## Problem set
A: Check whether each statement below agrees with the forum thread, answering yes or no and quoting the deciding words from the thread: (i) Gillibeanz's pair has spawned six times and eaten the eggs; (ii) cichlidaholic keeps German blue rams; (iii) Number6 thinks the fish in the photo look like two females.
B: Rewrite the passage of the forum thread from "All you German" up to and including "with some of them.", changing "Bolivians" to "Bolivian rams".

## Page
==============================
# Give me some hope please.....



## Gillibeanz (Jul 2, 2008)

All you German blue Ram owners please give me some hope. My pair have spawned for the 6th time now and eaten the eggs. I dont have the facilities to remove them. I was just wondering how many of you have a pair that have finally successfully hatched some after a lot of tries, and how may unsuccessful times it took them?


----------



## cichlidaholic (Dec 7, 2005)

I don't have any of the GBR's, but I have alot of Bolivians, and have the same problems with some of them.

Are you 100% certain that you have both a male and female? (I'm horrible at sexing rams, so I certainly couldn't tell you for sure!) Females will "go through the motions" as if they are a pair, but since the eggs aren't actually fertilized, they will eat them.


----------



## Gillibeanz (Jul 2, 2008)

Yep despite all the articles on sexing them and being convinced I had 2 females the last lot of eggs got laid where where I could see a pair of eyes in some of them.

My identical pair of rams - although its not a good pic of the both of them both have exactly the same length spikes too!


----------



## cichlidaholic (Dec 7, 2005)

Your vision must be better than mine!

The first time my rams spawned, I thought it was dust in the water when they became free swimming! :lol:

Never even saw the eggs! And had to get a friend to come over with a SLR camera to take pics of the fry so I could see what they looked like!

Very nice looking GBRs, by the way...

Wish I could be of more help!


----------



## Number6 (Mar 13, 2003)

That's not a great photo to tell the gender on but those look like two females from what I can see.

If they are as identical as you mention, then that backs up my hunch.


----------



## Gillibeanz (Jul 2, 2008)

Luckily the last time they laid it was right up close to the end of the glass so I could see all!! Also used a magnifying glass for extra help!

Nope they must be a pair - NOT 2 females as my eggs definitely had 2 pairs of tiny black eyes! Just goes to show all the info on sexing is useless! :roll:


----------



## Number6 (Mar 13, 2003)

Gillibeanz said:


> Just goes to show all the info on sexing is useless! :roll:


How many days after the eggs were laid was it when you think you saw eyes?
==============================
## Dataset rows

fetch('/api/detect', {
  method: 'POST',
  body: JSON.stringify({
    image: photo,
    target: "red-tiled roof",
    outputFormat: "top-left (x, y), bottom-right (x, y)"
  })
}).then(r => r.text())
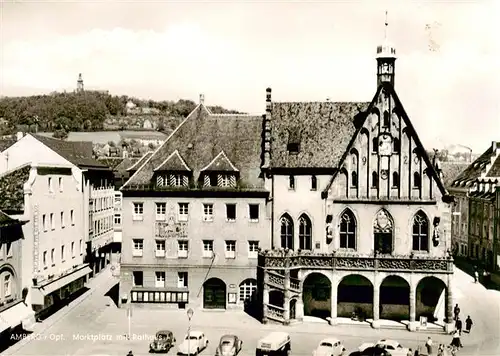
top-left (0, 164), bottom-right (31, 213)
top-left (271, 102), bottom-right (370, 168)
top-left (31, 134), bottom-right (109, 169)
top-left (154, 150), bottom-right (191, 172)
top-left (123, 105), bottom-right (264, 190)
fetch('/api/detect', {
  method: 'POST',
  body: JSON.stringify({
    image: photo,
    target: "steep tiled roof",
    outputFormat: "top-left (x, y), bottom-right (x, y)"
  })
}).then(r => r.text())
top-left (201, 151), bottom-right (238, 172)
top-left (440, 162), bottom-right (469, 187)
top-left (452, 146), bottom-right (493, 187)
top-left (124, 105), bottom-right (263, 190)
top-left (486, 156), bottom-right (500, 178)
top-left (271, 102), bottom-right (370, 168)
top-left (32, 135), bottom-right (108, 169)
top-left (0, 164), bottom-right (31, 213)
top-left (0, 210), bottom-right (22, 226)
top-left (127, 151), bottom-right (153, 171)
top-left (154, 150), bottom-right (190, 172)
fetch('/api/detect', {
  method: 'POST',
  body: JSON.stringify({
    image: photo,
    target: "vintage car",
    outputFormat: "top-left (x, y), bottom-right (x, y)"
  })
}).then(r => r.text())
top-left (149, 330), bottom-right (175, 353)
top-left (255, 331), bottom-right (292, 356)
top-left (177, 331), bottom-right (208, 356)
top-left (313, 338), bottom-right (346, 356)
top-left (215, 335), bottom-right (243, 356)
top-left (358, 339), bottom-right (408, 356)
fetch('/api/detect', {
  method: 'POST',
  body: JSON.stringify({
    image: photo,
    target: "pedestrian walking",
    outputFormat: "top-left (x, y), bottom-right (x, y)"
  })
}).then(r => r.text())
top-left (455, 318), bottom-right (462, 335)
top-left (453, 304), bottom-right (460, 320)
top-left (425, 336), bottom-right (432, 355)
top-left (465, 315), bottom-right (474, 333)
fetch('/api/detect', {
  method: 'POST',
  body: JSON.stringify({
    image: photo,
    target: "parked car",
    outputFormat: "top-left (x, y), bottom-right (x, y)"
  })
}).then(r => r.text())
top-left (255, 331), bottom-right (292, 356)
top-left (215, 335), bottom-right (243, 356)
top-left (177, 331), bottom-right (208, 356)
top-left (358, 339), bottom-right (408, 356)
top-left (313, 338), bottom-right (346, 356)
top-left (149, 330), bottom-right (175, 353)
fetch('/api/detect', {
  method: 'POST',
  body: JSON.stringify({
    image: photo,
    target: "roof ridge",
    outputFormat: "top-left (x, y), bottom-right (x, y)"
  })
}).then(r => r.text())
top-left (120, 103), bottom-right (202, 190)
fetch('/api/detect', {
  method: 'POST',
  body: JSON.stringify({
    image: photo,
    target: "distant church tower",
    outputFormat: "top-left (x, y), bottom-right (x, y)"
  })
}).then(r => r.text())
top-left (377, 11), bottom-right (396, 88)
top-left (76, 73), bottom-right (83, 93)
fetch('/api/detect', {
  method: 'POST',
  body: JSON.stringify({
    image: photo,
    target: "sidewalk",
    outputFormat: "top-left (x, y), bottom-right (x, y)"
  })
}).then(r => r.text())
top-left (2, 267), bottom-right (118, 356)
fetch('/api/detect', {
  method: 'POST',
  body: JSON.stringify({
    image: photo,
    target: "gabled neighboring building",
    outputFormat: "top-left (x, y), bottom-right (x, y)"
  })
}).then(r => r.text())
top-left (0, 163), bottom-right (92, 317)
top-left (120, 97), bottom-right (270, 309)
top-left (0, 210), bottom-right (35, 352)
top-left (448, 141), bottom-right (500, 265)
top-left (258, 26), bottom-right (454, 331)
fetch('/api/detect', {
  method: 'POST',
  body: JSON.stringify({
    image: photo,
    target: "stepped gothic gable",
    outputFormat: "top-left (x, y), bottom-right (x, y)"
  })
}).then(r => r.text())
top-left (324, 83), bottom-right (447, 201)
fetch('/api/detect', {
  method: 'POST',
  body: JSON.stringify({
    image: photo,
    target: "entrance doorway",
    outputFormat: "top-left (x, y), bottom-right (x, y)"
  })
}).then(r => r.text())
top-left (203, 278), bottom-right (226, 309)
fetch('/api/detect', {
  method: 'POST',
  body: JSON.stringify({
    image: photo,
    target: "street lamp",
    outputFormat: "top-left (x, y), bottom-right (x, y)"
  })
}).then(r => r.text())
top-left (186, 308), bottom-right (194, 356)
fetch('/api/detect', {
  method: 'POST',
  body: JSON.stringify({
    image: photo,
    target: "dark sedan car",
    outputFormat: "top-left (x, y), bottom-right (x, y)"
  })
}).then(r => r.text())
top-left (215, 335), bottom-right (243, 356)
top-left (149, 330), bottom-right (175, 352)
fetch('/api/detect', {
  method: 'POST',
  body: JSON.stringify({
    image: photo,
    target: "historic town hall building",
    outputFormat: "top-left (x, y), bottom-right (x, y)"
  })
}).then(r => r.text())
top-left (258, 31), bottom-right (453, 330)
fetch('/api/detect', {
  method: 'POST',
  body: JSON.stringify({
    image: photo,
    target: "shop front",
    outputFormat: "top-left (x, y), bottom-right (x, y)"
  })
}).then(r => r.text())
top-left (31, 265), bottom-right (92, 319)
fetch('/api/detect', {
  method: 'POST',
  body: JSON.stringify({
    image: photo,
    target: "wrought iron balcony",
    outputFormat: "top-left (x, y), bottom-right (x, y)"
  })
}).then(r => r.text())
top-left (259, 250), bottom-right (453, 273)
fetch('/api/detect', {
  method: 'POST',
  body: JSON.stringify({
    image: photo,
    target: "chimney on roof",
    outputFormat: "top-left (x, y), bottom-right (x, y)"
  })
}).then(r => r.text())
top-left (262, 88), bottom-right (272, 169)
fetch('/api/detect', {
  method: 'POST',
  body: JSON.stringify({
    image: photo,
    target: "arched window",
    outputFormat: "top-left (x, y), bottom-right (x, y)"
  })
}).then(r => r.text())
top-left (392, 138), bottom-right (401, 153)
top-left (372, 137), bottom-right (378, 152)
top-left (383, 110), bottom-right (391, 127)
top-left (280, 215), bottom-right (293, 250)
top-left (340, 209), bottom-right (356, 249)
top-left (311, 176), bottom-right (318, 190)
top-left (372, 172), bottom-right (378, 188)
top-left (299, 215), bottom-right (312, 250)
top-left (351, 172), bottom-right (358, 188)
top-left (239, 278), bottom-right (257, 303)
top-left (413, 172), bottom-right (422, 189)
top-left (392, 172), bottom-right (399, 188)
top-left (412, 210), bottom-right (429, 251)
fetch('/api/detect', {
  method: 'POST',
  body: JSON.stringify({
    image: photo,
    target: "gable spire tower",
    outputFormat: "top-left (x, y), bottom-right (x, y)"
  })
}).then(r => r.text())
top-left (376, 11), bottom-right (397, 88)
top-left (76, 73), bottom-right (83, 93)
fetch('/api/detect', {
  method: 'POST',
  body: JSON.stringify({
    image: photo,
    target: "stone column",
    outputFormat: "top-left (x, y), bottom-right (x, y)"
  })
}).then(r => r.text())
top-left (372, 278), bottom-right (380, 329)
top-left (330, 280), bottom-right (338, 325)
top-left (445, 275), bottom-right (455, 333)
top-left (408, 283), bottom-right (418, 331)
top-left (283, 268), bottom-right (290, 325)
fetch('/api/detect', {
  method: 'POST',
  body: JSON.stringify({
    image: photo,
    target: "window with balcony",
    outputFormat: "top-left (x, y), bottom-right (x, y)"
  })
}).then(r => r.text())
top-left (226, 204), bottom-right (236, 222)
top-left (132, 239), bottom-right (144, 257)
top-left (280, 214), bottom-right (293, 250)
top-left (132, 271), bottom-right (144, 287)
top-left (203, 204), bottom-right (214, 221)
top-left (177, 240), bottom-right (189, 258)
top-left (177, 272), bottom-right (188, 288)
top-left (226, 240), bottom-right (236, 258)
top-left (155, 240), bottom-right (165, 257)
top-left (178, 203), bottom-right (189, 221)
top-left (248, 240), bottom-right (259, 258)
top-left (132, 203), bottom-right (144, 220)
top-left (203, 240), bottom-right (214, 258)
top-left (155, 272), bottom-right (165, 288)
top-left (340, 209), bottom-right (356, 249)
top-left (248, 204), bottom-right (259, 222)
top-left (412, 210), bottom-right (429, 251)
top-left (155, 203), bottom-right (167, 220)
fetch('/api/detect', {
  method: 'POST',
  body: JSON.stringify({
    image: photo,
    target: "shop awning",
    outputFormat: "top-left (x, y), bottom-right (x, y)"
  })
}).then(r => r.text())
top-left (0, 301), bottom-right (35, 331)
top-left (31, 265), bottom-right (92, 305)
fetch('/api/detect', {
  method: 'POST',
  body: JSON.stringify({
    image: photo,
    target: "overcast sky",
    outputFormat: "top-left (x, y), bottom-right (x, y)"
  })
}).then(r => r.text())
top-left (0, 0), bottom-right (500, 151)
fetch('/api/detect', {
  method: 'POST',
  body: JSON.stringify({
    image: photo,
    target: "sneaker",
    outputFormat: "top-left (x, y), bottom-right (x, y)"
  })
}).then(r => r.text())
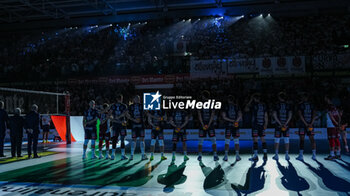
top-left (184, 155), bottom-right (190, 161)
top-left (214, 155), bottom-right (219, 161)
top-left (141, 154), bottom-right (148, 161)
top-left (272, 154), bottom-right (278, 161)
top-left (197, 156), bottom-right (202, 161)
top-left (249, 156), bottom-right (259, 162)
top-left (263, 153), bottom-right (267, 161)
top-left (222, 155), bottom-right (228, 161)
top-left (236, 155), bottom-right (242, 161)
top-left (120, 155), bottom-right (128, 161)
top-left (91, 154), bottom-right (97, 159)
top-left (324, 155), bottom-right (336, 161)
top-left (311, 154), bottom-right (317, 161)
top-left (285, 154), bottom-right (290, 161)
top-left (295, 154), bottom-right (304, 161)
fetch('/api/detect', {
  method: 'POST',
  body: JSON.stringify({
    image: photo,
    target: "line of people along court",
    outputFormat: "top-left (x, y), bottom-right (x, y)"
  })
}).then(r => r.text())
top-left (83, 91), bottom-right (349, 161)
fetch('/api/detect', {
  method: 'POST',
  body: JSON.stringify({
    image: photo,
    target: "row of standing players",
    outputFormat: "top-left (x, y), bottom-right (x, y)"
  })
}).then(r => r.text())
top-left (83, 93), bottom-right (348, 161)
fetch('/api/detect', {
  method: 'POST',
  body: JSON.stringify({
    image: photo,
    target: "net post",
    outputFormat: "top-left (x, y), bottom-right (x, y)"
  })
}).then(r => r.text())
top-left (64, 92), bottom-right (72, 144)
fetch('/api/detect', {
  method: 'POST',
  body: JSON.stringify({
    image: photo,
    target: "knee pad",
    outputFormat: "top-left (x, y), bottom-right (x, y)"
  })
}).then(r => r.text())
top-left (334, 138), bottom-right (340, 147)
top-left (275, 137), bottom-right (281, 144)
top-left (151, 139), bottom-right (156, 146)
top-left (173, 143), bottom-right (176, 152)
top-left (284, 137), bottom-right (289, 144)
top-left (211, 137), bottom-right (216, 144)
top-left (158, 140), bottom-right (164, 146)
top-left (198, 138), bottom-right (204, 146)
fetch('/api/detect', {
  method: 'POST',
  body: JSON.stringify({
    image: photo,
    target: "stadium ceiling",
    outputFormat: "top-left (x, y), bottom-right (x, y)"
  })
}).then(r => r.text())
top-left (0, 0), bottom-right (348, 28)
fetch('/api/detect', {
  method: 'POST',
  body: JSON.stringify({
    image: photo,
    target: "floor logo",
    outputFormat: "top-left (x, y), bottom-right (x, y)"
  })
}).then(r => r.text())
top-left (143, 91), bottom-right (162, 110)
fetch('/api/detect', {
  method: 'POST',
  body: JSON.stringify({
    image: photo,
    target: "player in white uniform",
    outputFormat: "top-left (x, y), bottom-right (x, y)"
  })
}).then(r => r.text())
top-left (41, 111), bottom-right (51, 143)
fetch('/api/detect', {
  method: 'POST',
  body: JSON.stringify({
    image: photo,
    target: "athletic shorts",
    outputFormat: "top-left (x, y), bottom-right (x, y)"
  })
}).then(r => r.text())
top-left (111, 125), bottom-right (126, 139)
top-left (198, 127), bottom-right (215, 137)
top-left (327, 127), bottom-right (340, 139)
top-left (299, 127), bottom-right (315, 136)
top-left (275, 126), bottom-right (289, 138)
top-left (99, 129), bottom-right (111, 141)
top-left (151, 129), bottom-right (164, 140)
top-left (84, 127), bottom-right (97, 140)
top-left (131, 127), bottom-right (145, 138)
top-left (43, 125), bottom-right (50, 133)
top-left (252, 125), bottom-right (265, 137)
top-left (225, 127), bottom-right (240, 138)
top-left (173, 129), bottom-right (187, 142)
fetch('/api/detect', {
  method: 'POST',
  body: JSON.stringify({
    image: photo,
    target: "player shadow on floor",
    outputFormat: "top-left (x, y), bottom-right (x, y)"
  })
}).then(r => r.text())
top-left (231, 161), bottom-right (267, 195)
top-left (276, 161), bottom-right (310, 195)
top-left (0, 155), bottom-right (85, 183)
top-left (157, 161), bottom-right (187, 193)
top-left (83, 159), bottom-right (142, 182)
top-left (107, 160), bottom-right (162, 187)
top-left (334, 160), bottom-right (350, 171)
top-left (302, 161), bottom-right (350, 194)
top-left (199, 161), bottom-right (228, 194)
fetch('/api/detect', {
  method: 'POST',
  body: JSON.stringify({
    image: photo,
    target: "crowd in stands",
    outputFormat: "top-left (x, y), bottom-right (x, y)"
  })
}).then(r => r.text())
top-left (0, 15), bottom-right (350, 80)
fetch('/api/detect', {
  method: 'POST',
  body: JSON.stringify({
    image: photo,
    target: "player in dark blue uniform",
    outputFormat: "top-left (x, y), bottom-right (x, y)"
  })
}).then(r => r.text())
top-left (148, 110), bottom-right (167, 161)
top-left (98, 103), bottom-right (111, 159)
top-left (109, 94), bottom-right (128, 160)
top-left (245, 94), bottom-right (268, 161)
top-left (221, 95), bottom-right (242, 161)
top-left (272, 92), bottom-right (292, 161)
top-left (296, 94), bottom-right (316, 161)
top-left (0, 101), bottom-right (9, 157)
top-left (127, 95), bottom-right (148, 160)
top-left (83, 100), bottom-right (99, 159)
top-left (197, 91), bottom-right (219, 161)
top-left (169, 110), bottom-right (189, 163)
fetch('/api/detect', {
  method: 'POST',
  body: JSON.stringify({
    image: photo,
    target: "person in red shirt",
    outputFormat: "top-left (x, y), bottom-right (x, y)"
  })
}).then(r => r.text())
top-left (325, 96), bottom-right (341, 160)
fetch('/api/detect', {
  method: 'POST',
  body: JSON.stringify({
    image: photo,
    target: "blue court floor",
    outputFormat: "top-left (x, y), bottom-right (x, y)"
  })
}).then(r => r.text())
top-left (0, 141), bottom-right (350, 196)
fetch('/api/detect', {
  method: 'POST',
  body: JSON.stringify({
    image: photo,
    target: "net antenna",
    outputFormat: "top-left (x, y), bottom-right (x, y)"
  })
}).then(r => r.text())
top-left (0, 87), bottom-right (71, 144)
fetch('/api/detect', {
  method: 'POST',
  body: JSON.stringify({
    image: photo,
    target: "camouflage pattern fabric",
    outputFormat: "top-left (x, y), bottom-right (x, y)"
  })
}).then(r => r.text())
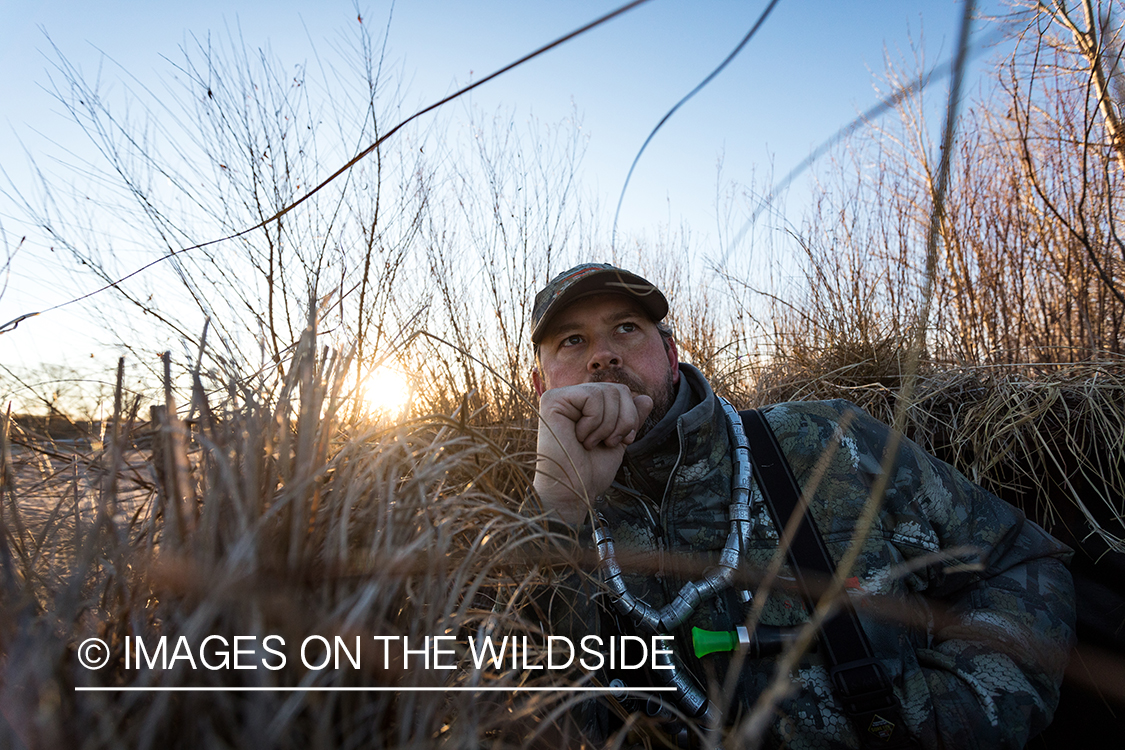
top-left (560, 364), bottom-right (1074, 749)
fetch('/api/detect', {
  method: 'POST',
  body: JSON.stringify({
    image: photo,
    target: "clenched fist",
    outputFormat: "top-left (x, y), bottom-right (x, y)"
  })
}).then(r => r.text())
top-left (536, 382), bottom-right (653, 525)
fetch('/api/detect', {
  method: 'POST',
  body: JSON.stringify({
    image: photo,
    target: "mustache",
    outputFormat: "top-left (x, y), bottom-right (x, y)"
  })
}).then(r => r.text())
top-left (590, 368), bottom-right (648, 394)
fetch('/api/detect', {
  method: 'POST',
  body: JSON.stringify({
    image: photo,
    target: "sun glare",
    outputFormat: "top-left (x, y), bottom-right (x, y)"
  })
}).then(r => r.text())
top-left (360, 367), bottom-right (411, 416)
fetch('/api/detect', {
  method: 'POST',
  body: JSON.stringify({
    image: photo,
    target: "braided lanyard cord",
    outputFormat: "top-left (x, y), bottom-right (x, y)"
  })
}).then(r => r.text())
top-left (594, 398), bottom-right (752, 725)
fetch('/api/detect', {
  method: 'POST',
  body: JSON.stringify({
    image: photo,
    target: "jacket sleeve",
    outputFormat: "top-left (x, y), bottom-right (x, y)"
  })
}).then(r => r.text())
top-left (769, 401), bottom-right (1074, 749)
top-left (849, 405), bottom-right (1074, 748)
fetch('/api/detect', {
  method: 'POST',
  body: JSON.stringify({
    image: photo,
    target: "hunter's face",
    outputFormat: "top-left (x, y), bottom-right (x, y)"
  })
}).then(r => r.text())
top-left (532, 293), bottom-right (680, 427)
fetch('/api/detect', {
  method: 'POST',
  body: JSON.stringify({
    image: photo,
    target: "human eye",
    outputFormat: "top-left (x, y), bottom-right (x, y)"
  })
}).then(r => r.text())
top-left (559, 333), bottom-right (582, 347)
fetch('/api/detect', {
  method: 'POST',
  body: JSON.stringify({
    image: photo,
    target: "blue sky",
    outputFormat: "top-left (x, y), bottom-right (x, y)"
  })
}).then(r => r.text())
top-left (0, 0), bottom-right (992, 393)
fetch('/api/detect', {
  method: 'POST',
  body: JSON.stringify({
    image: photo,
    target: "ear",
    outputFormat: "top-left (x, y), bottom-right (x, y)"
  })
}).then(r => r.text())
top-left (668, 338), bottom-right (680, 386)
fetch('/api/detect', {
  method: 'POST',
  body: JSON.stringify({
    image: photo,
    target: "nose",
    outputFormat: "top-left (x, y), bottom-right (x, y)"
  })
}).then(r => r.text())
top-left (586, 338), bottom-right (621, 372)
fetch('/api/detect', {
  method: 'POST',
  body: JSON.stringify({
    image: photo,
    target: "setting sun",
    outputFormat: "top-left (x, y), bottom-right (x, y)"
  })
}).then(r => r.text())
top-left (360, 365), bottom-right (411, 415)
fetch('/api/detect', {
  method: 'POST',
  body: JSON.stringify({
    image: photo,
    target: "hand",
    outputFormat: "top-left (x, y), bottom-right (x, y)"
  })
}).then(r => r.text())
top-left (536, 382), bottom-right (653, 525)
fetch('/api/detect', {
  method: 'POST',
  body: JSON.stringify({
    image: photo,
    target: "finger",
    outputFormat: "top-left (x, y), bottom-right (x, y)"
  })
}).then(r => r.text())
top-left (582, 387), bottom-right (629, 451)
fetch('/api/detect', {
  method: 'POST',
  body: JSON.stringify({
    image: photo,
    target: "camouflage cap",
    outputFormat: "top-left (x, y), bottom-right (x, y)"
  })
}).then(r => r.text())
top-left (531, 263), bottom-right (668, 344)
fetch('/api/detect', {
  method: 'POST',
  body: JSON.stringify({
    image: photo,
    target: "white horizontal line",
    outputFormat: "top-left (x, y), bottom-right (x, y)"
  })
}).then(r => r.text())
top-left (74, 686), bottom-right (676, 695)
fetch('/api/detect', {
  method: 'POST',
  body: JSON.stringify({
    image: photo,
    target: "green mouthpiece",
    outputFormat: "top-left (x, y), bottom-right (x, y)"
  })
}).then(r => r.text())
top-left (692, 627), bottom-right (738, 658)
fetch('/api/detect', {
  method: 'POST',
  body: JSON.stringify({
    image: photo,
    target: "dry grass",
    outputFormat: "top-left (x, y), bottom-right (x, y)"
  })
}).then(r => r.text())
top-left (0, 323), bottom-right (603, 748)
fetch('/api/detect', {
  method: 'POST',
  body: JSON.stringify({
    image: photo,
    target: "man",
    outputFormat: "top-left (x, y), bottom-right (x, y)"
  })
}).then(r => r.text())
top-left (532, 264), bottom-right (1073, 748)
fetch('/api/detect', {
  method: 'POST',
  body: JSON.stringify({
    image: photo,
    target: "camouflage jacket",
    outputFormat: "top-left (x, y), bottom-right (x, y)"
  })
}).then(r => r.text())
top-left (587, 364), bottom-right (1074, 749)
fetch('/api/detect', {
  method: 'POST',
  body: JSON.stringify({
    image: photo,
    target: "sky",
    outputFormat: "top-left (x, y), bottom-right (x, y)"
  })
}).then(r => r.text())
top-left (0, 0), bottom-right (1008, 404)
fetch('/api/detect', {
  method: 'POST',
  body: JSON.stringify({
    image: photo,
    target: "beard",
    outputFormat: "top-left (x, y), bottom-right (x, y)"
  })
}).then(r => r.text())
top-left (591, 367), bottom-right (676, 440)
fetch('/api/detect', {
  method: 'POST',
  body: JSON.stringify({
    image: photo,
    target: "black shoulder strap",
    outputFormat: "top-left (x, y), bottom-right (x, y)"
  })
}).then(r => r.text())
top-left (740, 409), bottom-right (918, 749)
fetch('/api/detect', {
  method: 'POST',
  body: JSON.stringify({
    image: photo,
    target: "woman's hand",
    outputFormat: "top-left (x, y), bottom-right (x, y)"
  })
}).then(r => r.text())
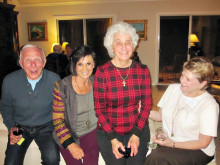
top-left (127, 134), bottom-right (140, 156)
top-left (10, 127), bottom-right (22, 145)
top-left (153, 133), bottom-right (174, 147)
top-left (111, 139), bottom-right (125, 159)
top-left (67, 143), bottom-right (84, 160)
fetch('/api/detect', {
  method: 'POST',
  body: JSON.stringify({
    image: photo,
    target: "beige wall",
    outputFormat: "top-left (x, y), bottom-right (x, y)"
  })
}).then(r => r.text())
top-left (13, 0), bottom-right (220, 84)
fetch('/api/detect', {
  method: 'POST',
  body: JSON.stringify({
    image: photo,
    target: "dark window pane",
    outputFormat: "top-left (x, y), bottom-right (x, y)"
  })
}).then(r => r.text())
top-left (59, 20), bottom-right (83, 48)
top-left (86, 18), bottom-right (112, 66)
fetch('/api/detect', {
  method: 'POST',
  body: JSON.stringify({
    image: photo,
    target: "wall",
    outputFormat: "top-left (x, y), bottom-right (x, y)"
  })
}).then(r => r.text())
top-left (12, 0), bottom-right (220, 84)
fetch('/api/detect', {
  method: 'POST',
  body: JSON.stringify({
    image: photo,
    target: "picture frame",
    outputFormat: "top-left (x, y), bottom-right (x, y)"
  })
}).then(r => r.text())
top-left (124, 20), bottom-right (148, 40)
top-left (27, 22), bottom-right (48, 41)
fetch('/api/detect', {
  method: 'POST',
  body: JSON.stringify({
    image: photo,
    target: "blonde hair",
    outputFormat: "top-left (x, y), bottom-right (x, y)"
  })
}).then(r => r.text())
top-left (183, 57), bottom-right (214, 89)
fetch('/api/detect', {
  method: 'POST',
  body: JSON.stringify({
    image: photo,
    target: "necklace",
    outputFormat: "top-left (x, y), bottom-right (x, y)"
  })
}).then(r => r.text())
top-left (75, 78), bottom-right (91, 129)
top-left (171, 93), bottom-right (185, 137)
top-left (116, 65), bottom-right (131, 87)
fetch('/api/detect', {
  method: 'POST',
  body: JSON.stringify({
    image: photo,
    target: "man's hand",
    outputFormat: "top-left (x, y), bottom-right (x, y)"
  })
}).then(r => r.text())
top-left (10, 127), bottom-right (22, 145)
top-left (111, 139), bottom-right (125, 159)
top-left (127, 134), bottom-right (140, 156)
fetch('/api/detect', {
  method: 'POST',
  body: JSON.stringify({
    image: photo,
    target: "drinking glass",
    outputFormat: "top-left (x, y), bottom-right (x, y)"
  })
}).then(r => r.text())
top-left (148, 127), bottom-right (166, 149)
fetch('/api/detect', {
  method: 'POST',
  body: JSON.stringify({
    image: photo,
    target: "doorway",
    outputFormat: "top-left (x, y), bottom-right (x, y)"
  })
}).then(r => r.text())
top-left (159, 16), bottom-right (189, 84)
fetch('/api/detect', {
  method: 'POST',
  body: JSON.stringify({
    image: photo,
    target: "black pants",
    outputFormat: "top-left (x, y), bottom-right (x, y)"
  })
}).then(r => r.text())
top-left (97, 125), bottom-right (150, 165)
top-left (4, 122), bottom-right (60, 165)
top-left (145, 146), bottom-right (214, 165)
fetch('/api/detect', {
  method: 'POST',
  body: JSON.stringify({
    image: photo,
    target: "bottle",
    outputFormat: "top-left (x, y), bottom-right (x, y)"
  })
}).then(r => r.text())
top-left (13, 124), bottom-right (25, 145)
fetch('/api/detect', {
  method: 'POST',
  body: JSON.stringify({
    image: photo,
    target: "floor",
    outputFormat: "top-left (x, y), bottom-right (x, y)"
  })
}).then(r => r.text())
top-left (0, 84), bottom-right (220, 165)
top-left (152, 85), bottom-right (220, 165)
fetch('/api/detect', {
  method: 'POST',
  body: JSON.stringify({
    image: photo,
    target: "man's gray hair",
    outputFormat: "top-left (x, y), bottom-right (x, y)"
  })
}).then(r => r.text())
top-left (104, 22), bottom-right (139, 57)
==============================
## Task responses
A:
(i) Yes: "My pair have spawned for the 6th time now and eaten the eggs."
(ii) No: "I don't have any of the GBR's, but I have alot of Bolivians"
(iii) Yes: "those look like two females from what I can see."

B:
All you German blue Ram owners please give me some hope. My pair have spawned for the 6th time now and eaten the eggs. I dont have the facilities to remove them. I was just wondering how many of you have a pair that have finally successfully hatched some after a lot of tries, and how may unsuccessful times it took them?


----------



## cichlidaholic (Dec 7, 2005)

I don't have any of the GBR's, but I have alot of Bolivian rams, and have the same problems with some of them.